What you will do >>
Count the lines of the data below that contain the string "woman", where case matters. Give only the number.

--- begin Data to use ---

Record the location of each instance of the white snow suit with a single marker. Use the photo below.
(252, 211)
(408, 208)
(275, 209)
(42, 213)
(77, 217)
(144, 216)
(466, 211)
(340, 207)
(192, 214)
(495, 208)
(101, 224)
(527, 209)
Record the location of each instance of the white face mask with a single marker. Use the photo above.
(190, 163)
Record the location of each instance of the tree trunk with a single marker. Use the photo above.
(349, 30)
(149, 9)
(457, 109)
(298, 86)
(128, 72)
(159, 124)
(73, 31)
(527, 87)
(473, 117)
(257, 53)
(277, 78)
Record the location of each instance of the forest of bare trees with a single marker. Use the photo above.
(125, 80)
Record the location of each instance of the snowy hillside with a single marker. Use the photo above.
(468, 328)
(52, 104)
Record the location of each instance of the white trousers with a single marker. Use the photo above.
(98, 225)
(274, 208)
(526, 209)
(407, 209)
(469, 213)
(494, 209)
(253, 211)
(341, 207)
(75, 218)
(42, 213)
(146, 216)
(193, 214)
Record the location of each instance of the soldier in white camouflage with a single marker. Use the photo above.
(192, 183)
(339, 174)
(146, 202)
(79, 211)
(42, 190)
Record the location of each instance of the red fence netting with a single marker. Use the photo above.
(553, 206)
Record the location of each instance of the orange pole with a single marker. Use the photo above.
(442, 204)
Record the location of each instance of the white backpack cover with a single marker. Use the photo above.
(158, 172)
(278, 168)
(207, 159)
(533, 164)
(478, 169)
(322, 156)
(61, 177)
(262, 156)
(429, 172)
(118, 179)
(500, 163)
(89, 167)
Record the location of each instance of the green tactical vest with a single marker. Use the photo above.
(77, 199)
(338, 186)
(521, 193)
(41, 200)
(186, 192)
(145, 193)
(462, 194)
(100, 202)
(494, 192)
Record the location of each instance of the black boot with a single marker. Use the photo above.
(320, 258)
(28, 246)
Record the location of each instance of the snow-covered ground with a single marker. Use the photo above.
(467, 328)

--- end Data to use ---
--- begin Data to use ---

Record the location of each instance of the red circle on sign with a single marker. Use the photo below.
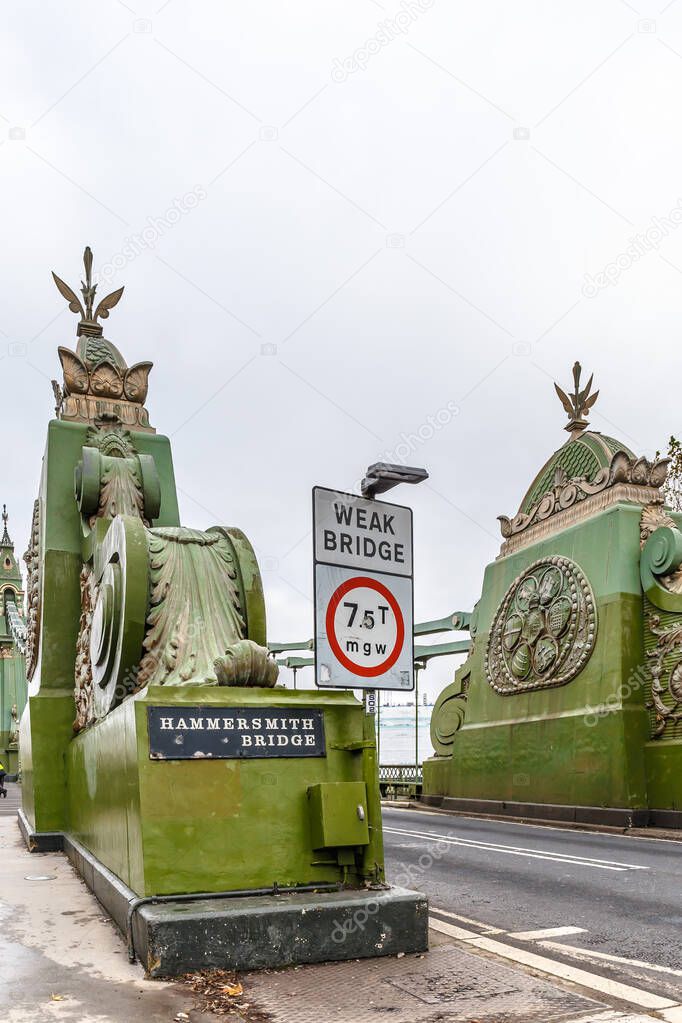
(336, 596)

--- end Data to use ---
--- begin Data to use ---

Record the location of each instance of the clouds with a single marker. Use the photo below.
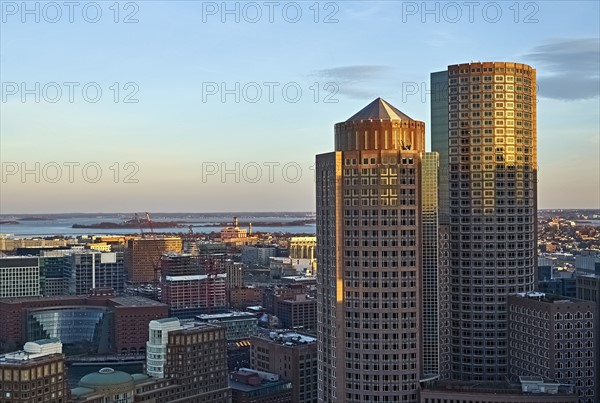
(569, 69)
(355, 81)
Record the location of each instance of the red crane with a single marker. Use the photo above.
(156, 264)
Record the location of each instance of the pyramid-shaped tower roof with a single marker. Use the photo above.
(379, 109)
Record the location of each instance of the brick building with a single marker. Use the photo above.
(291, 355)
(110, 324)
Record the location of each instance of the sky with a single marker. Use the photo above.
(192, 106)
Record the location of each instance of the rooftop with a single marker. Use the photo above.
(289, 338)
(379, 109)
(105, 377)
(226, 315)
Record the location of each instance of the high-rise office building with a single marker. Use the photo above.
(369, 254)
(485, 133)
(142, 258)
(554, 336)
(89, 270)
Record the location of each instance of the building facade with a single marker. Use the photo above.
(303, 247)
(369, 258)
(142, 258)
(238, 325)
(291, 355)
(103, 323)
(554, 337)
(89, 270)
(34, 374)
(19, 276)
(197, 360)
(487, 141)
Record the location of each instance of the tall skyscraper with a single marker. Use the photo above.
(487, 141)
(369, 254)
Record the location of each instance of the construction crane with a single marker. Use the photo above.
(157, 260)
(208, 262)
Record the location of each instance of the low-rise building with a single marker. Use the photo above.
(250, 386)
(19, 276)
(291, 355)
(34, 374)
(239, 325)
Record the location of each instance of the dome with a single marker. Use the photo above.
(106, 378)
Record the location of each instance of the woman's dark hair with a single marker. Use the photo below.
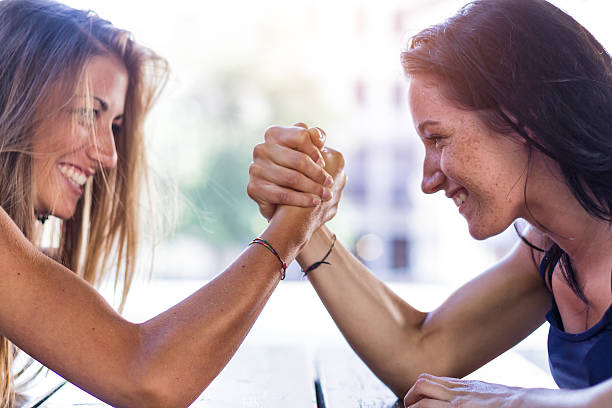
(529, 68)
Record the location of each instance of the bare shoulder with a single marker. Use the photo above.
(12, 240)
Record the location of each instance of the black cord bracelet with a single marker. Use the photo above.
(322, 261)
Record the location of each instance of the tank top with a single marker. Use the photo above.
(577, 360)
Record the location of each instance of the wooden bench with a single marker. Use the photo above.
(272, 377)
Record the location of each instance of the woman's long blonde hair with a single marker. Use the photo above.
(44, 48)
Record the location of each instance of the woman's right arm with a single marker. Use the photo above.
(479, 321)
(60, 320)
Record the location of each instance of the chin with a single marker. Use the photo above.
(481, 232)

--- end Data to use ---

Task answer >>
3